Sezione di testo »
Non siamo gli ultimi raccoglie interventi diversi usciti a suo tempo su "L'Atelier du Roman", rivista trimestrale parigina che da quindici anni lavora intorno a una nozione di letteratura che cerca di sottrarsi al dominio dell'attualità, alla mercificazione del "prodotto", alla schiavitù del brand che rincorre il guadagno come l'ultimo jeans C.K.

Il nemico dichiarato è l'ideologia del presente, quella che schiaccia anche la letteratura (industriale) in una penosa rincorsa all'attualità coi suoi sbrindellati corollari: l'informazione, la velocità, la Giovinezza come mito soffocante che non distingue fra gli infanti e i cinquantenni, e sul versante espressivo la "facilità pop", la rinuncia a uno specifico letterario e la rincorsa all'audiovisivo, il postmodern che assomiglia a un postmortem – e ancora, il bambinismo del politicamente corretto, la spettacolarizzazione senza conoscenza di un Ammaniti, la mitologia del plot, il dolorismo furbo di una Mazzantini.

Il romanzo nella concezione di Rizzante costruisce una lingua, una modalità del sapere che della memoria è fondazione perché non è niente di meno che il mondo così come ci è stato consegnato – e sollecitazione del futuro possibile, segnatamente nella forma dell'ascolto. Epperò questa è l'epoca del romanzo-puttana: il romanzo in sé, a prescindere da quello che (e da come lo) dice si qualifica come un certo genere di prodotto in sé, una merce seduttiva che non si nega a nessuno perché depotenziata del suo specifico: l'estetico "democraticamente" ridotto a cosmesi. Dal paradigma arte-conoscenza-memoria a quello più comodo spettacolo-informazione–consumo. Così la letteratura odierna, mentre si recitano insinceri riti come quello del giorno della memoria, contribuisce a celebrarne il suo dissolvimento. Al posto della lettura, l'incontro con l'autore – possibilmente al festival, l'evento mondano da collezionare come l'elenco dei viaggi. Un romanzo insomma non si nega più a nessuno. Lo storico Giovanni De Luna vede una spia dell'incapacità degli ex comunisti di fare storia, di serbare memoria di qualcuna almeno delle loro ragioni, nel fatto che i primi due segretari del Pd ne abbiano scritto uno anche loro. Non aggiunge considerazioni sul loro valore, e nemmeno io, per un cristiano soprassalto di pietà, ma invito i lettori a gustarsi il décor che incastona il sonnolento Veltroni quando lo intervistano a casa sua: dietro al divano, una funerea, levigata sfilza di Meridiani che s'indovinano ancora nuovi, forse intonsi e incellophanati: chic ma non troppo (sono finiti in edicola, al prezzo di un tascabile); abbastanza comme il faut e molto pd.

Materiale fornito »
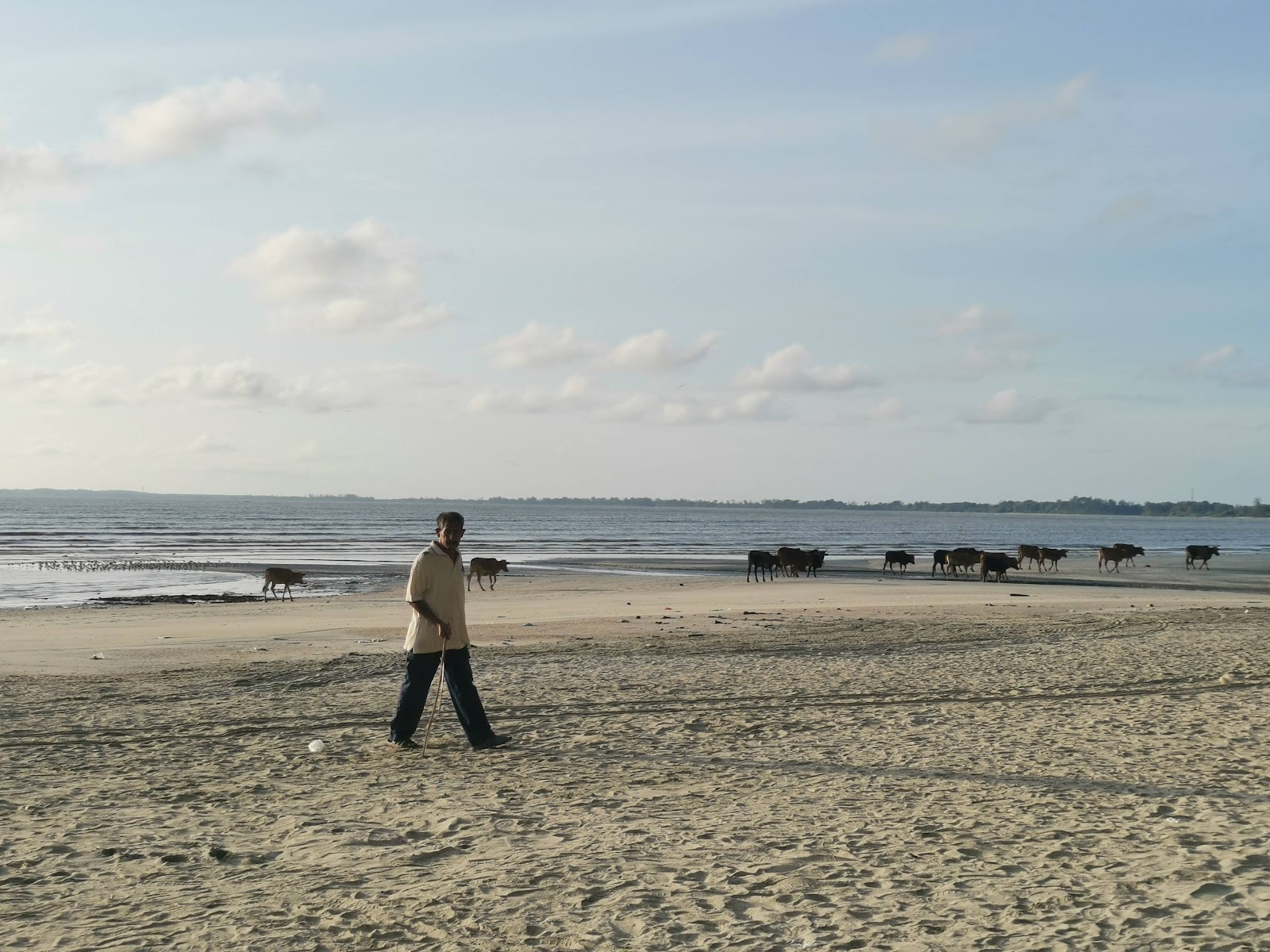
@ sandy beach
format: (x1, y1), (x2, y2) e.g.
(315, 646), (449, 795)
(0, 556), (1270, 950)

Esercizio assegnato » Secondo il testo su «Non siamo gli ultimi», perché il romanzo, nella concezione di Rizzante, è fondazione della memoria? Rispondi in una o due frasi.

Risposta all'esercizio » Perché il romanzo, che costruisce una lingua e una modalità del sapere, non è niente di meno che il mondo così come ci è stato consegnato.